Please reproduce all of the lines below, word for word and in full.

>>>

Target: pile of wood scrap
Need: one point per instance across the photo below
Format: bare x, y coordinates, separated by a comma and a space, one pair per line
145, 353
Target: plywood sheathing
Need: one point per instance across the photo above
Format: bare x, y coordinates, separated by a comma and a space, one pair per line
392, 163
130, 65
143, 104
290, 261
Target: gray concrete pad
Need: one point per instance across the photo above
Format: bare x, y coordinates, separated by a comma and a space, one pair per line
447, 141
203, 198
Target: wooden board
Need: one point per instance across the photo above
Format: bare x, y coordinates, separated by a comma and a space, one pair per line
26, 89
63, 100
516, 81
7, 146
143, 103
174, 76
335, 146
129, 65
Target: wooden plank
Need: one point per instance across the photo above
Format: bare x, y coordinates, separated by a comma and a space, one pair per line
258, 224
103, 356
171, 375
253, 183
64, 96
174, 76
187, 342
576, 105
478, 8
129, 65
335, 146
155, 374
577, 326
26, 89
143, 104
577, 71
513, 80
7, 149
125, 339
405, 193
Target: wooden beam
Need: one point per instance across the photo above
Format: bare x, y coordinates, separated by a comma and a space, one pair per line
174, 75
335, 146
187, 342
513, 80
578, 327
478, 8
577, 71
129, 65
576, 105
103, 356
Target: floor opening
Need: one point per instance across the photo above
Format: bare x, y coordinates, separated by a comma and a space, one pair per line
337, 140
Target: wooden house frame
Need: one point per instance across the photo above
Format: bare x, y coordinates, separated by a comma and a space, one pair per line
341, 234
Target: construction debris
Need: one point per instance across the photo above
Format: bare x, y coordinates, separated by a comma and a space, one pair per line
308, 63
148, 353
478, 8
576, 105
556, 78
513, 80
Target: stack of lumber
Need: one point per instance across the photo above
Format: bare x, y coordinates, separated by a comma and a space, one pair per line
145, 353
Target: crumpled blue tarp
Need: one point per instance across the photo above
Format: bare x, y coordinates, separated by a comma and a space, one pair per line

<<<

__SOLUTION__
Target: pile of wood scrap
Need: one point per instance across the photo below
Format: bare x, y coordinates, separated by a comma and a space, one pair per line
145, 353
Target: plywood sheathing
Need: one point per instance across the photo above
Format: bare x, y coordinates, separated by a comma and a space, one pair per line
392, 163
130, 65
143, 104
290, 261
Target: gray concrete pad
Need: one point per instance across the photo above
Format: bare x, y coordinates, separated by a comma and a space, one pair per line
447, 141
203, 198
Target: wooden board
Need: one point per instance across the photo above
Format: bare x, y coordinates, separated by a comma and a space, one pair per line
26, 89
63, 100
516, 81
7, 146
143, 103
174, 76
335, 146
129, 65
Target: wooden plank
Need: one point per instance across the photo above
Format: bare x, y coordinates, separated by a comma and a space, one pair per line
258, 224
103, 356
171, 375
253, 183
64, 96
174, 76
187, 342
576, 105
478, 8
129, 65
335, 146
155, 374
577, 326
26, 89
143, 104
577, 71
513, 80
7, 149
125, 339
405, 193
Target: wooden beam
Need: one point per instance across the photo above
Format: bare x, y coordinates, separated by a comma and a space, one pair per line
174, 75
335, 146
187, 342
513, 80
578, 327
478, 8
577, 71
129, 65
576, 105
103, 356
Target: floor opening
Need: one point per instance across the photo above
Format: bare x, y coordinates, separated by a comma and a space, one pair per line
337, 140
Target: wooden house frame
Need: one point per instance across the photo above
Format: bare x, y coordinates, separated by a comma and a space, one pair per line
341, 234
Target: construction debris
Need: one point per instance across the photo above
Format: bare x, y coordinates, separated by a comma and a space, one pair per line
308, 63
148, 353
478, 8
576, 105
556, 78
513, 80
Target: stack of lumber
Need: one point per instance across the photo above
Format: bare x, y coordinates, separated by a comma and a space, one pair per line
145, 353
Target: crumpled blue tarp
Need: one point per instance across the photo above
Format: bare x, y coordinates, separated by a comma and a space, one pair per line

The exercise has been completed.